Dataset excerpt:
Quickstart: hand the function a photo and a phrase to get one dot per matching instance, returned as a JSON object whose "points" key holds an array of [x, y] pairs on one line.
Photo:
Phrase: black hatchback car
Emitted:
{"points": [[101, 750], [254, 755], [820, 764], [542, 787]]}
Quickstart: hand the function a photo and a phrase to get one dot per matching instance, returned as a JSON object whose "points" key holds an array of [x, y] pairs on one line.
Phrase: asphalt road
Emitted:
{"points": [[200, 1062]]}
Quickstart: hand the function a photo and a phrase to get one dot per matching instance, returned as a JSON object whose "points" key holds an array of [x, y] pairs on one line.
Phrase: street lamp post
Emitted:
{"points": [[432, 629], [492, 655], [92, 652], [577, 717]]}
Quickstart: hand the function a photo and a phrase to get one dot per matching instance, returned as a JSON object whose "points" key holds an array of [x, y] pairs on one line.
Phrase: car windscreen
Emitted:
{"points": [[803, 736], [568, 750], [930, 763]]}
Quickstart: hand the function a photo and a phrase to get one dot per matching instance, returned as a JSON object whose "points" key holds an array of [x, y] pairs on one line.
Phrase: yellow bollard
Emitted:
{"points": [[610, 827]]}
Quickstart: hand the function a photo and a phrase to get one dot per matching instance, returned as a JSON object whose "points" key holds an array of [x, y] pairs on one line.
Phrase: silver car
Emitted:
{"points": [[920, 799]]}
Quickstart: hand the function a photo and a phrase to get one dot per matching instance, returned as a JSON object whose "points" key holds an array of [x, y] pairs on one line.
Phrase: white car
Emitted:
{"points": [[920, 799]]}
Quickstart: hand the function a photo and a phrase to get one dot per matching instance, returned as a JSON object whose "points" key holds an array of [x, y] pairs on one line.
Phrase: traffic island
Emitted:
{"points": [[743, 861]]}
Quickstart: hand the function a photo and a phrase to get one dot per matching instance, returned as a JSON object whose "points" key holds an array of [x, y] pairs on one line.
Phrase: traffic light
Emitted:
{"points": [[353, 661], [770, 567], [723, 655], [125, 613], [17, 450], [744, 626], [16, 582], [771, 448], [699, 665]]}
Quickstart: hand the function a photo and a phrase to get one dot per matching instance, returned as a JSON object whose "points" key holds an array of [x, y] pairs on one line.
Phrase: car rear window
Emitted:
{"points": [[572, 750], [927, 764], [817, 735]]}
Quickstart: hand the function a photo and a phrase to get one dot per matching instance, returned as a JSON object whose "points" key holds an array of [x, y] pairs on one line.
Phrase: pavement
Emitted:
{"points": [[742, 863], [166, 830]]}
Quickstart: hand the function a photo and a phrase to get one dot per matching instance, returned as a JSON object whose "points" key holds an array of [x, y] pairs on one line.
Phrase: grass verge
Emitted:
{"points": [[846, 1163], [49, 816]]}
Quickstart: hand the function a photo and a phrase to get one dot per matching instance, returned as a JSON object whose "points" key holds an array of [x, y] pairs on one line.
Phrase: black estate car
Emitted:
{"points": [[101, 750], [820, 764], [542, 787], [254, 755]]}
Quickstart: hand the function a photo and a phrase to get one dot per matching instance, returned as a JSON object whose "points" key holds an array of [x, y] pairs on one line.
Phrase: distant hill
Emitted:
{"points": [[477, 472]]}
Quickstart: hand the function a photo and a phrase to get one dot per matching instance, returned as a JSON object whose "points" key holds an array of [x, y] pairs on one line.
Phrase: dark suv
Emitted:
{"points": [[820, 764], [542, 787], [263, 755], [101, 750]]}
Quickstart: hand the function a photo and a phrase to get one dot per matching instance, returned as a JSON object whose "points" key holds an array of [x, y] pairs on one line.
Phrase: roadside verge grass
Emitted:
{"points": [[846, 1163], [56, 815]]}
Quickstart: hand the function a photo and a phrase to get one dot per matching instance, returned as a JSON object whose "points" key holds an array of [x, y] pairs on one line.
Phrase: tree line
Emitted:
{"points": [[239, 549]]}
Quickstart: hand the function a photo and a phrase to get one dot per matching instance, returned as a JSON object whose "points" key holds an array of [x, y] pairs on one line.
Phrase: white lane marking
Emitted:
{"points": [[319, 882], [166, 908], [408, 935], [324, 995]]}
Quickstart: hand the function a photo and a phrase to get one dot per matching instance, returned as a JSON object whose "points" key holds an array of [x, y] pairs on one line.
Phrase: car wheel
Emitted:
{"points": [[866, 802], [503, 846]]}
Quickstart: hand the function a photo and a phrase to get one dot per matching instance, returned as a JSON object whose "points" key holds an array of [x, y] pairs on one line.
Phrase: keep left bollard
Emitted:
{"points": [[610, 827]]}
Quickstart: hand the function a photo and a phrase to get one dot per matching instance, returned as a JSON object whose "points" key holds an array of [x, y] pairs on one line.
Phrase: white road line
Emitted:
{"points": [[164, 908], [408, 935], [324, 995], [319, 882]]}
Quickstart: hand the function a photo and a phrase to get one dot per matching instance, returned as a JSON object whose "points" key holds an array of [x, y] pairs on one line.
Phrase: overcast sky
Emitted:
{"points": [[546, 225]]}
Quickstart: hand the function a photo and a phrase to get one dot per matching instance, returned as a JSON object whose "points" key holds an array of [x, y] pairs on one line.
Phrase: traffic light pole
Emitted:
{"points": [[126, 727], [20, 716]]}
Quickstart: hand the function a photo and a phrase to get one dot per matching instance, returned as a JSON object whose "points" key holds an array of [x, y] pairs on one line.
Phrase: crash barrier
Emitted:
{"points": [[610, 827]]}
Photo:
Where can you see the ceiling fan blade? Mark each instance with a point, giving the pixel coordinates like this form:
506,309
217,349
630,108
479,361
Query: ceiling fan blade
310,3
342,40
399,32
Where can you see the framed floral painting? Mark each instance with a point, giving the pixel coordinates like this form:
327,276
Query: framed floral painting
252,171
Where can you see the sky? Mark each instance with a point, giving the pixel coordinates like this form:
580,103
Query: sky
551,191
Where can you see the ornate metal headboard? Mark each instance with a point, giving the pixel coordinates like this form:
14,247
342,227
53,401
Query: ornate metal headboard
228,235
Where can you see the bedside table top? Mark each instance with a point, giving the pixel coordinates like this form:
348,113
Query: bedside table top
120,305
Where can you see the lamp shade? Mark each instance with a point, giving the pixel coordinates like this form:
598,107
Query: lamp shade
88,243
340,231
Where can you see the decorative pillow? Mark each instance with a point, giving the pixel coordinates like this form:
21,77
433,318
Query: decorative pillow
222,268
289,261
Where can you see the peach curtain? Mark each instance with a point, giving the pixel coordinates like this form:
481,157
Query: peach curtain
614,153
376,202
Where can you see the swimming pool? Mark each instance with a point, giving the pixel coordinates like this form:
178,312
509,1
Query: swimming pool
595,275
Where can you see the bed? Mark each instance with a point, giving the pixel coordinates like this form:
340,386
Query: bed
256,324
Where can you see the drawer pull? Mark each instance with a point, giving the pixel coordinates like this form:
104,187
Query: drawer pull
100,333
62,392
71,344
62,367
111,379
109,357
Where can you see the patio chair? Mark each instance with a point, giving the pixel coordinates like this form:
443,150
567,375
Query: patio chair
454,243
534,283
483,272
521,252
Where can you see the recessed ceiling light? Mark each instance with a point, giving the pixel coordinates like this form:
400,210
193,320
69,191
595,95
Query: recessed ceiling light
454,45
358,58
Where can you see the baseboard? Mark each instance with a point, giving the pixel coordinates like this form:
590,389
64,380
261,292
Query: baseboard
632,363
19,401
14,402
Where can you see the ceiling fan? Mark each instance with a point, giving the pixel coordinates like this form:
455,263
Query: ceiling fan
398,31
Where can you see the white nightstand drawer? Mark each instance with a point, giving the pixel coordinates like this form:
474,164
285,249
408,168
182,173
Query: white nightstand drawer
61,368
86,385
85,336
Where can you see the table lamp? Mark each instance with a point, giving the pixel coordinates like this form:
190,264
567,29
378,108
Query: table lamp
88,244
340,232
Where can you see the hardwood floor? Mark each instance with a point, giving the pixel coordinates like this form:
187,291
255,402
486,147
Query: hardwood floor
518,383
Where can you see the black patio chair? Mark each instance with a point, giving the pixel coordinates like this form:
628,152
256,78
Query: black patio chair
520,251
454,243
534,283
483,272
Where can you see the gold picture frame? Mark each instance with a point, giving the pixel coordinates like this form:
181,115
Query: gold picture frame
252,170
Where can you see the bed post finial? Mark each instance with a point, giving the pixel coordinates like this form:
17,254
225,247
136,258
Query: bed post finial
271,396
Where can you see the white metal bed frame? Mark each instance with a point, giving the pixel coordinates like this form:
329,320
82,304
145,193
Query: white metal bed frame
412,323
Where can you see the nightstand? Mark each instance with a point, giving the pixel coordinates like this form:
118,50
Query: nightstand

The problem: Revise the entries starting at the line that contains "Where can you see the white metal" and ending with the last entry, changing "nightstand" to "bedside table" and keeping everything else the same.

Completed exercise:
Where can you see the white metal bed frame? Mark each instance with a point, giving the pixel coordinates like this form:
329,320
82,304
145,193
Query: white metal bed frame
412,323
Where can you see the bedside table? Mark each instance with a point, giving the pixel coordinates like this form:
118,50
Query: bedside table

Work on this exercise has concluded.